> Défis
**1.** Dans la critique de la bande dessinée, relevez tous les moyens par lesquels la mère tente de résoudre ses comportements paranoïaques.
**2.** Poursuivez la critique de la bande dessinée à partir de sa dernière phrase.

Traduction de l’espagnol par Jean-Marc Frémont – Éditions Sarbacane
La couverture très colorée et très intrigante de cette BD, ainsi que le jeu de mots de son titre m’ont poussée à l’emprunter sans même lire sa quatrième de couverture. En l’occurrence, dès les premières pages, on découvre qu’il s’agit de santé mentale : Depuis qu’elle est enfant, la mère de Bea Lema est en proie à des comportements paranoïaques qu’elle tente de résoudre à coup d’exorcismes, de décoctions suspectes et de traitements plus traditionnels. Pourtant, rien ne semble avoir de prise sur le monstre qui la terrifie et qui étend peu à peu son ombre sur toute la famille.
Ce que vit cette fillette est tragique (sans parler de sa mère bien sûr). Son grand frère a lâché l’affaire, son père est dépassé et évite de plus en plus de se trouver en présence de sa femme. La petite Bea est donc le plus souvent seule pour tenter de maintenir sa mère dans un quotidien normal, pour la soigner et résister à ses pressions et à ses délires. Cet album retrace un parcours de la combattante, pour la mère comme pour la fille, éclairé par un indéfectible lien mère-fille.

> Données fournies
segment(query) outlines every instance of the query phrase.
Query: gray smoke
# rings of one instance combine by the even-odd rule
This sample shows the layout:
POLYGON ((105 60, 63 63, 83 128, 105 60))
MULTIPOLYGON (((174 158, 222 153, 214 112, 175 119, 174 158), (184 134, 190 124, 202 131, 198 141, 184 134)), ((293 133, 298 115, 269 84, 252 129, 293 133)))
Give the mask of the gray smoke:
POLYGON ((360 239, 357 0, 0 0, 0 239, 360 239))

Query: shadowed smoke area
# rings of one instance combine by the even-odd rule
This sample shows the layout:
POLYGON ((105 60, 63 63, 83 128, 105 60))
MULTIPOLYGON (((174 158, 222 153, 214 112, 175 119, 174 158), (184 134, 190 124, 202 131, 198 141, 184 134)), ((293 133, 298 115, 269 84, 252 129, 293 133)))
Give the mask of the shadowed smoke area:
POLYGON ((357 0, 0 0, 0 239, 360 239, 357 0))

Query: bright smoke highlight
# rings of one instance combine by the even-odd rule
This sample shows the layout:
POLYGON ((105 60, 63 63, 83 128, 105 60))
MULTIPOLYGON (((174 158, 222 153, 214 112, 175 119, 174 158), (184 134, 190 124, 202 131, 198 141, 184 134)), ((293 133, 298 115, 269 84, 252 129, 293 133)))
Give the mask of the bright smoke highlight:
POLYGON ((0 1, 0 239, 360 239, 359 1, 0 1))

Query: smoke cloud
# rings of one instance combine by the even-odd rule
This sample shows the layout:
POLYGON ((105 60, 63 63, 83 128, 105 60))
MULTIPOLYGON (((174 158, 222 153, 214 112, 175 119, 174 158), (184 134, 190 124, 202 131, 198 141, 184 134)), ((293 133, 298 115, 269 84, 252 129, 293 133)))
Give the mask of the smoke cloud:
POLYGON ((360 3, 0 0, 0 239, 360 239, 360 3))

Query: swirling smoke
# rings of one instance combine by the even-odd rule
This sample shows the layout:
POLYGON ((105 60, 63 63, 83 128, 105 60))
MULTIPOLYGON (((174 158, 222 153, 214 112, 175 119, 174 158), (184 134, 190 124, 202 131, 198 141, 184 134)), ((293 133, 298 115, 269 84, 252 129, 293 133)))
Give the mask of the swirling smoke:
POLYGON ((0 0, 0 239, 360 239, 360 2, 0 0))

> Solutions
**1.** Les exorcismes, les décoctions suspectes et des traitements plus traditionnels.

**2.**
Bea Lema multiplie les formes et les techniques. La majorité de l’album est largement décloisonnée avec des dessins de tout petit format ou au contraire des personnages occupant toute une page, avec une présence écrasante. Ce n’est que lorsque sa famille connaît un quotidien plus structuré qu’on trouve des cases « classiques ». Les couleurs pimpantes, presque enfantines, dominent et tranchent avec la gravité du sujet, ce qui le rend moins oppressant mais tout aussi puissant. Les quelque pages en noir et blanc sont, elles, glaçantes.
Autre particularité, l’autrice recourt à la broderie et à la couture pour recréer des scènes aussi lumineuses qu’inquiétantes, parfois sur des pages entières. Ainsi, la couverture est une très belle broderie représentant une sainte qui s’apprête à avaler non pas une hostie, mais une gélule… La beauté et l’étrangeté sont réunies, comme chez la mère de Bea Lema. Je vous conseille de feuilleter quelques pages sur le site de l’éditeur pour mieux apprécier le travail de l’autrice : https://editions-sarbacane.com/bd/des-maux-a-dire
Une BD d’une jeune bédéiste espagnole de grand talent, à lire pour le fond comme pour la forme !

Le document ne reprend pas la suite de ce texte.